> STATED TASK:
Output all of the data below exactly as given.

[start of GIVEN ENTRIES]

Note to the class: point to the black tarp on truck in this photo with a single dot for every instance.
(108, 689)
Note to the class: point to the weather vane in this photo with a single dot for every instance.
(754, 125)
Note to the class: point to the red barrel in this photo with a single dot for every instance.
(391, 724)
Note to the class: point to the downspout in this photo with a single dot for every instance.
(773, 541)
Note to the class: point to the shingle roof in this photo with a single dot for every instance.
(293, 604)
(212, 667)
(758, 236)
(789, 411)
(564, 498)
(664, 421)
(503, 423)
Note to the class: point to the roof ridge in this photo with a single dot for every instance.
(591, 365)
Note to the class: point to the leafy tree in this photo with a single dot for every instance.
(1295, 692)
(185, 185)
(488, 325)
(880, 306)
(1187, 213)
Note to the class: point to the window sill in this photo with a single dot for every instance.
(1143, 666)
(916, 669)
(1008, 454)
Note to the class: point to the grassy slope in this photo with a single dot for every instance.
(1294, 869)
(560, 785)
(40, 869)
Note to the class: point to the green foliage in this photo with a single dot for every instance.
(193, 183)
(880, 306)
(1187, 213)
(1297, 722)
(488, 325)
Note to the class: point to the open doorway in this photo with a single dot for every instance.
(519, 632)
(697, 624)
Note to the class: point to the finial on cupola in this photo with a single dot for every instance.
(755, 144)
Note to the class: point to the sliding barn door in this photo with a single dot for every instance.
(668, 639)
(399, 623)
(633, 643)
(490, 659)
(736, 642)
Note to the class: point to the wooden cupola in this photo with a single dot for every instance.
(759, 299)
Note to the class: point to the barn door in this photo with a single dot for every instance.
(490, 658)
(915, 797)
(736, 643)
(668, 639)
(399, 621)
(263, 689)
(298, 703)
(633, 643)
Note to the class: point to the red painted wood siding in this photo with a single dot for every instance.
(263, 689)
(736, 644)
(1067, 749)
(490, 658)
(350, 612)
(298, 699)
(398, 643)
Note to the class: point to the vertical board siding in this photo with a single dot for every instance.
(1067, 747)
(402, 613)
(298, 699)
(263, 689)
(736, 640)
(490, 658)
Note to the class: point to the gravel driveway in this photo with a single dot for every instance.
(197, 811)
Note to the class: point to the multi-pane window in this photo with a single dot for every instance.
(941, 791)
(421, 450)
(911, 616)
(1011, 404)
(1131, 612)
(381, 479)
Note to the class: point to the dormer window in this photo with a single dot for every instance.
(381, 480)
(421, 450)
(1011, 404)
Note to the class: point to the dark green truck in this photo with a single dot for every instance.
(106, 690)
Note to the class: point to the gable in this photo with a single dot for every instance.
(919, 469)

[end of GIVEN ENTRIES]

> SOLVED PROBLEM:
Note to the class: point to the black tarp on truck in this photo with a single dot for every instance.
(108, 689)
Note to the class: point to the weather vane in this photo with a single dot for every instance.
(754, 125)
Note to the class: point to the red barrel in this photo with a single dot for every instance.
(391, 724)
Note to the class: point to the downspout in this photo with a single dot for every instance.
(773, 541)
Note to the class: point to the shingle roof in this photo with a single dot for every instance.
(293, 604)
(212, 667)
(758, 236)
(789, 411)
(564, 498)
(664, 421)
(503, 423)
Note to the class: point to the roof ridge in this photo with a single dot for every instance.
(591, 365)
Note to the class: point to the leafy tree in this photo with a single dot for every instance.
(1295, 692)
(185, 185)
(488, 325)
(880, 306)
(1187, 213)
Note to the class: point to the window sill in this photo with a single dot for every instance.
(1143, 666)
(916, 669)
(1008, 454)
Note to the class: point to the grassy slope in this photo with a single dot for every instance.
(1294, 869)
(560, 785)
(40, 869)
Note to the class: point to the green foliage in this photo with a single dot for every instance.
(193, 183)
(880, 306)
(1187, 213)
(1297, 722)
(488, 325)
Note to the class: point to the open doorway in this photo with a single dot for every instance.
(519, 632)
(697, 624)
Note to the class: point to the finial on cupola in this photo with a single dot for every instance.
(755, 144)
Note to the class: point to the sliding barn door in this photo with a single dot for every instance.
(668, 639)
(399, 623)
(633, 643)
(490, 659)
(736, 642)
Note to the class: point to the wooden cupola in this photo with a single dot for every instance.
(759, 299)
Note to the class: point to the barn door in this photo with a single dot for every instance.
(490, 658)
(915, 797)
(736, 643)
(668, 639)
(399, 621)
(263, 689)
(298, 703)
(633, 643)
Note to the class: point to the red painted wood siding in this photo with a single dot for every instance.
(263, 689)
(736, 644)
(1067, 749)
(490, 658)
(350, 612)
(298, 699)
(398, 643)
Note to the class: point to the vertical board siding in this photo with a single dot for every instance.
(1067, 747)
(402, 613)
(298, 699)
(263, 689)
(736, 640)
(490, 658)
Note to the class: point to the gravel driveway in this photo with a single dot for every instance.
(197, 811)
Note to the class: point to the multi-pane window in this photo with a single dot for every instance.
(941, 791)
(421, 450)
(911, 616)
(1011, 404)
(1131, 612)
(381, 479)
Note to the class: point to the dormer window in this photo with a single dot for every instance.
(381, 480)
(421, 450)
(1011, 404)
Note to the class: point to the dark green truck in this photo with a single dot for every instance.
(106, 690)
Note to the class: point to the gable in this photo with a single dot for every instance.
(919, 469)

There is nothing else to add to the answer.